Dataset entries
• • •
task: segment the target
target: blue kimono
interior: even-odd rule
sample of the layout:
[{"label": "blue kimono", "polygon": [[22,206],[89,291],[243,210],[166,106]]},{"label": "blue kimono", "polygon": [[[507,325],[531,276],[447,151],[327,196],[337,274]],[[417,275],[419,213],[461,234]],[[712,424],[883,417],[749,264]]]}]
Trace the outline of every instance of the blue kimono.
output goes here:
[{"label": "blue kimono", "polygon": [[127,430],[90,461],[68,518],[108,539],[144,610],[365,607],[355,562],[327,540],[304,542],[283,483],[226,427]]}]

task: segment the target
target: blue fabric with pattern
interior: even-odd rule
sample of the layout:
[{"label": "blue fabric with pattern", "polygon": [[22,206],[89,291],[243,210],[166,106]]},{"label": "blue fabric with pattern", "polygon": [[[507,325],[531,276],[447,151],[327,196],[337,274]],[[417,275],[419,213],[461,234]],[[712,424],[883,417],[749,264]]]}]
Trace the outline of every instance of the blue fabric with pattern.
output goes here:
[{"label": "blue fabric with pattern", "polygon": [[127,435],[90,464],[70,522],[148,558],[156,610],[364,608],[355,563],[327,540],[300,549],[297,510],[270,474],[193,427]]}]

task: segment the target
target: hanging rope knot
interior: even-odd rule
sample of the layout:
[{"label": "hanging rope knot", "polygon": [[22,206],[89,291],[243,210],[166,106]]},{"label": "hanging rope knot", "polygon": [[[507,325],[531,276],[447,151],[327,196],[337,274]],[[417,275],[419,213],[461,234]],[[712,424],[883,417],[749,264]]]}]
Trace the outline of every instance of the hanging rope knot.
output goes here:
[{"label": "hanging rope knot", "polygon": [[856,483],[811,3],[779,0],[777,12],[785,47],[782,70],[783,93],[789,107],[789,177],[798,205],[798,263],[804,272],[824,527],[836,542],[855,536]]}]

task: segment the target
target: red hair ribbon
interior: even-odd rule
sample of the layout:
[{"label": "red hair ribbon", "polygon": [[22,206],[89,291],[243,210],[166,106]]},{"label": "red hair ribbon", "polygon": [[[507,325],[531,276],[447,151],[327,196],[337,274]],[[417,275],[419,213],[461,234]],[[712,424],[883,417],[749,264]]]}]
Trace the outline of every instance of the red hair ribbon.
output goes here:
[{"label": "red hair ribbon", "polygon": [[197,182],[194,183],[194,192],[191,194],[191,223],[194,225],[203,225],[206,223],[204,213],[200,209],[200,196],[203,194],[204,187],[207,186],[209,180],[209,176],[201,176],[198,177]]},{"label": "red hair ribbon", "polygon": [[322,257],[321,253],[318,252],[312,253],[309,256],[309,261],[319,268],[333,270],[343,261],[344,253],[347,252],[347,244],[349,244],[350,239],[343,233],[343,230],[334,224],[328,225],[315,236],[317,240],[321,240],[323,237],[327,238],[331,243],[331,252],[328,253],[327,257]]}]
• • •
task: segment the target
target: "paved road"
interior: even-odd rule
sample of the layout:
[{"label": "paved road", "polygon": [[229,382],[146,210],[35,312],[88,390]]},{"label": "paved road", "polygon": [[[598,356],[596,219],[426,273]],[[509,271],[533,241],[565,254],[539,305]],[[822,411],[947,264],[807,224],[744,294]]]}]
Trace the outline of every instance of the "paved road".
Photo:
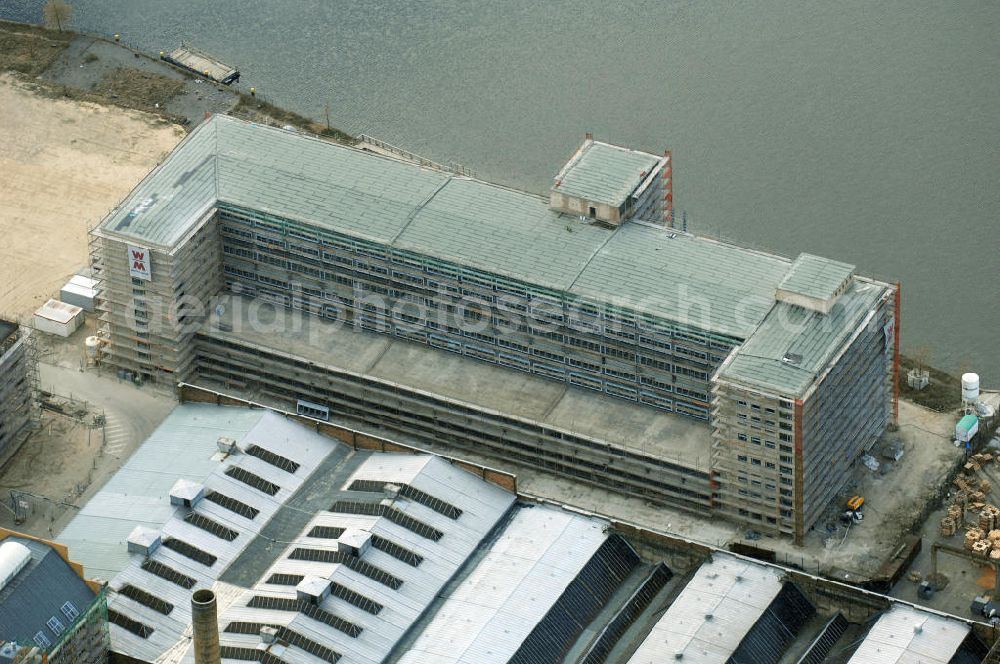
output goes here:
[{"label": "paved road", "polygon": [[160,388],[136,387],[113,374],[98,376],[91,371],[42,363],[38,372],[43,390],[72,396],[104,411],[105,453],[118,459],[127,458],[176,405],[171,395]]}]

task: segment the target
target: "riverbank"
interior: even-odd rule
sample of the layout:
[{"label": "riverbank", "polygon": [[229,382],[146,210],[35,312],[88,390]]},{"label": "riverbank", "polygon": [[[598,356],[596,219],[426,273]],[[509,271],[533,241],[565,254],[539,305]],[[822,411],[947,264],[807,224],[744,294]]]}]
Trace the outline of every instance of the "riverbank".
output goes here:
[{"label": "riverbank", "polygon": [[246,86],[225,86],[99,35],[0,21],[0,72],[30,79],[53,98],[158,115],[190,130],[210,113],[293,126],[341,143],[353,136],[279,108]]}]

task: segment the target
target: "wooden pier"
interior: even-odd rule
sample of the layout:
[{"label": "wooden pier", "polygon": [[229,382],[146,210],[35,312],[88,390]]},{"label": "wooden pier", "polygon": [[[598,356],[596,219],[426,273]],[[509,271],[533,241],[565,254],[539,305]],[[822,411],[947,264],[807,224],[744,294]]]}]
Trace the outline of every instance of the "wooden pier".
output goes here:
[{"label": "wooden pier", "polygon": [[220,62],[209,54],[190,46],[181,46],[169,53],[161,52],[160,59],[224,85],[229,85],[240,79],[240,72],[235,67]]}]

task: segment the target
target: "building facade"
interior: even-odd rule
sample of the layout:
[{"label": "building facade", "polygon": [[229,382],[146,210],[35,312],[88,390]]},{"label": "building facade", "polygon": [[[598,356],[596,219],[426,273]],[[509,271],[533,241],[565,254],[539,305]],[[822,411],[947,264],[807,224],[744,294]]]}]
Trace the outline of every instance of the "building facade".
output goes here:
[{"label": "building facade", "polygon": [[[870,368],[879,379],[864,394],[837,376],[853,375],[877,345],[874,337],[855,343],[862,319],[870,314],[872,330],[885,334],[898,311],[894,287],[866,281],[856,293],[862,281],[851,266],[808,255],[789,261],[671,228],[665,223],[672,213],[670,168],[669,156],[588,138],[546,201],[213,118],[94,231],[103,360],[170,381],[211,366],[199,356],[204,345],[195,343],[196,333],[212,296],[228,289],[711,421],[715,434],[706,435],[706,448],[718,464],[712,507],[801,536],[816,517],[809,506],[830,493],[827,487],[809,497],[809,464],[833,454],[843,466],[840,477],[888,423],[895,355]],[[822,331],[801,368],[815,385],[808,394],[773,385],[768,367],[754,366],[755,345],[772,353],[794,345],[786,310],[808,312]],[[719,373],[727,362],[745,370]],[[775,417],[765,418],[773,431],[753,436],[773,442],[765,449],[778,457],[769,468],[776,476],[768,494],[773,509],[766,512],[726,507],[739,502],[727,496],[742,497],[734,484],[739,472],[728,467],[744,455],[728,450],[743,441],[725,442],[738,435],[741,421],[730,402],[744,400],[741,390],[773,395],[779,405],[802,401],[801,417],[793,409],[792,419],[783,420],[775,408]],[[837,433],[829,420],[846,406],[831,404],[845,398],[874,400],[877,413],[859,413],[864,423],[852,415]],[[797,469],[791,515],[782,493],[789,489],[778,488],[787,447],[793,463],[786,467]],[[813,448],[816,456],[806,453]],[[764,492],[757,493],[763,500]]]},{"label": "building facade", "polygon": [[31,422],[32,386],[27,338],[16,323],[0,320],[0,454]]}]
• • •
- **WHAT THE EXERCISE ASKS**: Reproduce verbatim the lines above, from the line with "target: red hair ribbon" through the line with "Trace the outline of every instance of the red".

- **ANSWER FOR THIS EXERCISE**:
target: red hair ribbon
interior: even-odd rule
sample of the layout:
[{"label": "red hair ribbon", "polygon": [[22,206],[89,291],[243,210],[166,106]]},{"label": "red hair ribbon", "polygon": [[[507,325],[531,276],[447,151],[327,196],[337,274]],[[417,275],[419,213],[461,234]],[[712,424],[883,417],[749,264]]]}]
Trace the outline of every instance of the red hair ribbon.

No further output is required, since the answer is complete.